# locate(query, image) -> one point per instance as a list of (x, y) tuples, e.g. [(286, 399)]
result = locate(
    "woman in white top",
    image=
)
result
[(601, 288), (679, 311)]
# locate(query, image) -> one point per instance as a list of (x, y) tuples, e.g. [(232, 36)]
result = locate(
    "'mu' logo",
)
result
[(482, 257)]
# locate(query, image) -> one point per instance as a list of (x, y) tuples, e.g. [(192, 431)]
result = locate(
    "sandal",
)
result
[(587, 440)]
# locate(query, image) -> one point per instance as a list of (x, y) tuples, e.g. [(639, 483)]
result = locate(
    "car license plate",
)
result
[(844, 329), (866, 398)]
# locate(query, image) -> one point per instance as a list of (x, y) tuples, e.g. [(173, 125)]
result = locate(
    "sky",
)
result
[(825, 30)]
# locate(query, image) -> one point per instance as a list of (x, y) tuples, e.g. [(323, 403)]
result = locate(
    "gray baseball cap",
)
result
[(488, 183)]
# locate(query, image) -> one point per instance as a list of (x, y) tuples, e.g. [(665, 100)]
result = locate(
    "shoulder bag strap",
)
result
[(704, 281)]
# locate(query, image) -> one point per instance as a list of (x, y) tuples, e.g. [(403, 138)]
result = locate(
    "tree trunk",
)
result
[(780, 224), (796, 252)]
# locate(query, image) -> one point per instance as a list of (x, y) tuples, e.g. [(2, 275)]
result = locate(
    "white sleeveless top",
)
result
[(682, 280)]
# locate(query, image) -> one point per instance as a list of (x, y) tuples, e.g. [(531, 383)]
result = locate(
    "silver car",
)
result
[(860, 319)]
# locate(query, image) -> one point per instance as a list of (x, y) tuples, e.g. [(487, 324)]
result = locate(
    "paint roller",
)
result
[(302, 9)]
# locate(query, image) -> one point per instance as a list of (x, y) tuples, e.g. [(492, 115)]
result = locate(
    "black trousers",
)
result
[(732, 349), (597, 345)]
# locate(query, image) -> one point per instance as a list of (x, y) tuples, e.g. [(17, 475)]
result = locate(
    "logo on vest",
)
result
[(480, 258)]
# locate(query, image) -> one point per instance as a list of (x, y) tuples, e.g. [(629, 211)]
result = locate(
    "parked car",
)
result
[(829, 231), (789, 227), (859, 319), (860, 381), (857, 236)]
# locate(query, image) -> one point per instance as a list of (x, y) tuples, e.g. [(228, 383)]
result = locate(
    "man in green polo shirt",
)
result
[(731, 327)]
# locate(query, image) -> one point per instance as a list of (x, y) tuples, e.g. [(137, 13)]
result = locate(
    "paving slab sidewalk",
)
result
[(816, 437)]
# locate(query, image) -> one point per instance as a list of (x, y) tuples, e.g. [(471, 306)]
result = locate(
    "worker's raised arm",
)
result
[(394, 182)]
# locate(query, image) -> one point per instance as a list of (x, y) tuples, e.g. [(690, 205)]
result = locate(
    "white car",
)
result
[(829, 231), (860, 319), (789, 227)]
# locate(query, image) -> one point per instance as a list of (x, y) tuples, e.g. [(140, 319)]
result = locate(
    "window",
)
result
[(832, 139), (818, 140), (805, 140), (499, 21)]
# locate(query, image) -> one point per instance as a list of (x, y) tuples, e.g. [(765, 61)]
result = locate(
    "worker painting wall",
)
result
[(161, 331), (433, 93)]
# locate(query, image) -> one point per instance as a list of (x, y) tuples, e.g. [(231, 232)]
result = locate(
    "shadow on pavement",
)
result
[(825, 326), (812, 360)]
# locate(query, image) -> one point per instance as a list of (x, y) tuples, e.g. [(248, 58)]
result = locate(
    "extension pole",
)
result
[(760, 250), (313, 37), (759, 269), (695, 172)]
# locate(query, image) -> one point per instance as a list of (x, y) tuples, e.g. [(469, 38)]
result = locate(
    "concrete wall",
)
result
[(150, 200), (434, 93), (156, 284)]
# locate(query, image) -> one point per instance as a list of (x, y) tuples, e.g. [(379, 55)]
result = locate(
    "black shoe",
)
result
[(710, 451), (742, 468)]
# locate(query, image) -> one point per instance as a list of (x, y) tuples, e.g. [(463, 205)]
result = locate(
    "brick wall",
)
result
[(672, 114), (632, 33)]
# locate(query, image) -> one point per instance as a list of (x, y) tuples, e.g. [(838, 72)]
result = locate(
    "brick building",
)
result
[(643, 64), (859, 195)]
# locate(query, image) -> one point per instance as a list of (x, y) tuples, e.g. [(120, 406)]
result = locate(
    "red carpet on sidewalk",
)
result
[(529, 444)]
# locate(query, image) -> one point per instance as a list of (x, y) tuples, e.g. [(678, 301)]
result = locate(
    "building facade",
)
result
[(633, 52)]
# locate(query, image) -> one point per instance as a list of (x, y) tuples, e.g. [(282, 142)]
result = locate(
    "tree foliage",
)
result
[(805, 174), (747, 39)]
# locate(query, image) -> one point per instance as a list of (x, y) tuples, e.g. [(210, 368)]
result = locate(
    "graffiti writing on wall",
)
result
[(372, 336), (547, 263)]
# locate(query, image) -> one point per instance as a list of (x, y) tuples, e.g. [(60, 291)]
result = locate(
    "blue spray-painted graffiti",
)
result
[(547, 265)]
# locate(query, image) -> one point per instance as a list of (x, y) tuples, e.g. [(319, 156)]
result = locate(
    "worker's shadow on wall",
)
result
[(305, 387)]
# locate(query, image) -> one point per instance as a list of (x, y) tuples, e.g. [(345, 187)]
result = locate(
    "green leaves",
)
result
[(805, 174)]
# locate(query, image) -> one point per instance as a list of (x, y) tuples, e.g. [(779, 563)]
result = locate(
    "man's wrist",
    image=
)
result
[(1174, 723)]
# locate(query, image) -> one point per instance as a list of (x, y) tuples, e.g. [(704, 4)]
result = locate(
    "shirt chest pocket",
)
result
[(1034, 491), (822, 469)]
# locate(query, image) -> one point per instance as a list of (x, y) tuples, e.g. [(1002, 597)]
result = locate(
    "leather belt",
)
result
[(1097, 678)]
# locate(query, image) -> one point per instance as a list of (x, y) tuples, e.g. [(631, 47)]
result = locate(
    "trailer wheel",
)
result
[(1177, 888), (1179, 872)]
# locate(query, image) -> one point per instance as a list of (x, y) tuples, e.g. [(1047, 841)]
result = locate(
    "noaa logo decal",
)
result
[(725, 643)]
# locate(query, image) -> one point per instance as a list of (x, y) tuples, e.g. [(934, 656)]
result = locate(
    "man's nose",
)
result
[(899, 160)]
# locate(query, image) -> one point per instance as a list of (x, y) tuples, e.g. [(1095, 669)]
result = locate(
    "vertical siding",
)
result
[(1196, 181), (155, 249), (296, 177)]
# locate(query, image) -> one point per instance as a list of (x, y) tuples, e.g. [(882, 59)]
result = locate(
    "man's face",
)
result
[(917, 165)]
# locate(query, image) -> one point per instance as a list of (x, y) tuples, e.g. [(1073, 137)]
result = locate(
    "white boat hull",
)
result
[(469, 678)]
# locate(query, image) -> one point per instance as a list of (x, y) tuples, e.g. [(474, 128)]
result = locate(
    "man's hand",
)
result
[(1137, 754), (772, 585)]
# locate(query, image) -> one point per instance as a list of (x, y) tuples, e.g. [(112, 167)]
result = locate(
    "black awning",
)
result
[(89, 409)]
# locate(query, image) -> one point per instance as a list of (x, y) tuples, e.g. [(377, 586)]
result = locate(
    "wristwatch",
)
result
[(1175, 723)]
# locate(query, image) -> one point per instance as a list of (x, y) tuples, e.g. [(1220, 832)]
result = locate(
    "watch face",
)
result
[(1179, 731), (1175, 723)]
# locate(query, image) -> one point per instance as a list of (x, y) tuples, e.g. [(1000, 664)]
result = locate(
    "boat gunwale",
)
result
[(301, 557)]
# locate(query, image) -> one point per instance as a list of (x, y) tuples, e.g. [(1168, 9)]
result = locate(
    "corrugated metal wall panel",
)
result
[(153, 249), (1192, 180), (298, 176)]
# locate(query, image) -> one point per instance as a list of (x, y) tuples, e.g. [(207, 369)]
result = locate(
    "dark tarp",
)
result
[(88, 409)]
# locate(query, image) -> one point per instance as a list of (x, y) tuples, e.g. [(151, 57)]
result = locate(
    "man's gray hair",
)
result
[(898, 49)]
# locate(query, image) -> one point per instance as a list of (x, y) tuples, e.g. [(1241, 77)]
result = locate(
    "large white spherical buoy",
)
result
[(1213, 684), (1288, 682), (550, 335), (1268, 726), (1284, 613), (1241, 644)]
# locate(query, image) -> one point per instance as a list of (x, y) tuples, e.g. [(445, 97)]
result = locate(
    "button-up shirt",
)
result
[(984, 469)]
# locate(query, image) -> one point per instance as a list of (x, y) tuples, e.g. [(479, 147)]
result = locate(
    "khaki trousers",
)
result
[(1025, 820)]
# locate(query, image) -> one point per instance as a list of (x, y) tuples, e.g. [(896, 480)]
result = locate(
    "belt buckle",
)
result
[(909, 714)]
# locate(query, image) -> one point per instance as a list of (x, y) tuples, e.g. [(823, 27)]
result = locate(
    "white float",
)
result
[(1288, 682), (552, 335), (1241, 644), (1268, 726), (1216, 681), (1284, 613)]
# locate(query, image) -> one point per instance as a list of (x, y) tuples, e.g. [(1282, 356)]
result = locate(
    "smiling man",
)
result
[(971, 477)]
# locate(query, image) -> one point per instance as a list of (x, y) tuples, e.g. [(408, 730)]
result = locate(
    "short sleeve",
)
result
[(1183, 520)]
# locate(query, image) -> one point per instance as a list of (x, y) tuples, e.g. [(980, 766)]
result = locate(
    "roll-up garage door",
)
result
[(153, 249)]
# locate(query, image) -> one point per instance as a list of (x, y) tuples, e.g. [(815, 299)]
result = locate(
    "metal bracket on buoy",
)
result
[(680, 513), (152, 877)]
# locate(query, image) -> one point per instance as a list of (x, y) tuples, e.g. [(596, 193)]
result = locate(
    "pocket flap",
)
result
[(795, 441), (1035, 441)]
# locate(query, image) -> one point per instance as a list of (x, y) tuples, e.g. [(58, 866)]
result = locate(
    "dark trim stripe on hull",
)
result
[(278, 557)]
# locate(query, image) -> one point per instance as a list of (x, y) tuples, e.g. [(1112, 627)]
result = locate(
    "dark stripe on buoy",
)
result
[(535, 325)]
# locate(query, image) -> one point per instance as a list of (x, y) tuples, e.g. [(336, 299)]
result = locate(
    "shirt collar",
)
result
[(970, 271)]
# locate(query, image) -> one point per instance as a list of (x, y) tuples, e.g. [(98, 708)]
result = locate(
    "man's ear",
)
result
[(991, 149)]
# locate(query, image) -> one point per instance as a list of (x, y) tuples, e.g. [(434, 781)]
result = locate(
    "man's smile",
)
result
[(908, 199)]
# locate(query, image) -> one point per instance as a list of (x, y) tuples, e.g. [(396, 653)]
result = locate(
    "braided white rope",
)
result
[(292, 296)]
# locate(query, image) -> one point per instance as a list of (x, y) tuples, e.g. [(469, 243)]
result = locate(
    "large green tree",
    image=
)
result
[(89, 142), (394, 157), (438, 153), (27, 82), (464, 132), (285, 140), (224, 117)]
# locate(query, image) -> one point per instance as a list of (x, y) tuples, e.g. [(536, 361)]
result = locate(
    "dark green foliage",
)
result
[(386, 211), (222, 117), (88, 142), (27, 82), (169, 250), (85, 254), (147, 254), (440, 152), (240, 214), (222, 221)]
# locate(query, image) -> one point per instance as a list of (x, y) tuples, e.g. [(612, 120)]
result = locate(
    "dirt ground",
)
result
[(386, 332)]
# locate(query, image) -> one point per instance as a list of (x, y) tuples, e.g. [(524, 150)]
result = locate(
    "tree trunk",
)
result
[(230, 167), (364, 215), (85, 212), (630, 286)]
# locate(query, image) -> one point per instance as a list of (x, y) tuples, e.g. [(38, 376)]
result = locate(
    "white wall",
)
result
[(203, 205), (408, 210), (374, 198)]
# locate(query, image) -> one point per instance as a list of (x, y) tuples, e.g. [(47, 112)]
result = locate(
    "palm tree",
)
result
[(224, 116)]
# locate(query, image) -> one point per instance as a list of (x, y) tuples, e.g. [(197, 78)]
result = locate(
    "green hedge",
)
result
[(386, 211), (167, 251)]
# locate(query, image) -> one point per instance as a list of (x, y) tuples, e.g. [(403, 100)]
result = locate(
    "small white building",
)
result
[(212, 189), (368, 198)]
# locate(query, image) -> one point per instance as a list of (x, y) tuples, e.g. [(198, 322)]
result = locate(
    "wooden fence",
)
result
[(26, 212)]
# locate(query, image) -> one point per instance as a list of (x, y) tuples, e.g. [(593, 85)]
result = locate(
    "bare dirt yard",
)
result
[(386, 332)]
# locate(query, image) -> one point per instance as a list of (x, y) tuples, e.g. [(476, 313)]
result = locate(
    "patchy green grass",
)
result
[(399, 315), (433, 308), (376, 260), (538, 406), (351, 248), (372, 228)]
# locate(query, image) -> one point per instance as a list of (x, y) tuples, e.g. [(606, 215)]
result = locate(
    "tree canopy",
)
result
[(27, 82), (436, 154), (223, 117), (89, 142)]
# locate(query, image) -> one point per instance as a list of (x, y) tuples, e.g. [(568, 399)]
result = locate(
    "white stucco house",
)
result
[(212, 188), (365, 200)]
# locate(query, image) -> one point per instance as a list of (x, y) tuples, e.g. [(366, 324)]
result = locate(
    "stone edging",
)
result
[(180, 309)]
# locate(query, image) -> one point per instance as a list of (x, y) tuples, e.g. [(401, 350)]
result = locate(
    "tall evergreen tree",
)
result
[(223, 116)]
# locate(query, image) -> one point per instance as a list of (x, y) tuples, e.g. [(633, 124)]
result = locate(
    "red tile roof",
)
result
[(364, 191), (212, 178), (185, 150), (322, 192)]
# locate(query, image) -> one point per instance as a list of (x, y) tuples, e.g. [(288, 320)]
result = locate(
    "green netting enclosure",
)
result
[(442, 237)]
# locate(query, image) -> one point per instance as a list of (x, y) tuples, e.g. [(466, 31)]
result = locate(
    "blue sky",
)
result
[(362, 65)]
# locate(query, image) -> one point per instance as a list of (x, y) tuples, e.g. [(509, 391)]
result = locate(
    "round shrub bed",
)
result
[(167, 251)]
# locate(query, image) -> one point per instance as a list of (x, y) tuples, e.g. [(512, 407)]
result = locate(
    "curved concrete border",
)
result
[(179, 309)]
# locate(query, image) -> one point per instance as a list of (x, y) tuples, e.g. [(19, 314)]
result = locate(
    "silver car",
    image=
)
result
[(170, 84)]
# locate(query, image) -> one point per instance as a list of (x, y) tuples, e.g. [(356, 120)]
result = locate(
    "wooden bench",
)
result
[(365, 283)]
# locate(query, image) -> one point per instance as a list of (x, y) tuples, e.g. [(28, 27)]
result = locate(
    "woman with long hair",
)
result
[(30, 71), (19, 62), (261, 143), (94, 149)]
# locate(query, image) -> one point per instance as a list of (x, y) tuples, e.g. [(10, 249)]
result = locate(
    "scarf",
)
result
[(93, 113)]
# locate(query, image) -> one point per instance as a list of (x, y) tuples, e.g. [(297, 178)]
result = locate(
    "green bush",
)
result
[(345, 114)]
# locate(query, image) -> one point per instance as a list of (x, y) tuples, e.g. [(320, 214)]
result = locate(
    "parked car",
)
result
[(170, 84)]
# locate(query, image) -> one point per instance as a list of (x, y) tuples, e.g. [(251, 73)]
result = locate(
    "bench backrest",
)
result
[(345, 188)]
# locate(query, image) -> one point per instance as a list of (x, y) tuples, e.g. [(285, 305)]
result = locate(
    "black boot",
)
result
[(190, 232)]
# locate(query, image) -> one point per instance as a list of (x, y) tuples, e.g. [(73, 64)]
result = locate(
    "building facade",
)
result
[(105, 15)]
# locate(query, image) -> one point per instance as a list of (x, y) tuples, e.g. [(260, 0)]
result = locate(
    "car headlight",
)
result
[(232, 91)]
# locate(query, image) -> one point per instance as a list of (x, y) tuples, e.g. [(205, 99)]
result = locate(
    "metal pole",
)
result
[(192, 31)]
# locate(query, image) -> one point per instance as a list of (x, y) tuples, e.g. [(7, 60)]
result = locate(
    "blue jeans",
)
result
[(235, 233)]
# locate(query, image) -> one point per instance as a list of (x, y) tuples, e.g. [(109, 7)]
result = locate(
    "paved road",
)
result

·····

Read the listing. Report every line that includes the word "woman".

    "woman in white top",
    "woman with long hair",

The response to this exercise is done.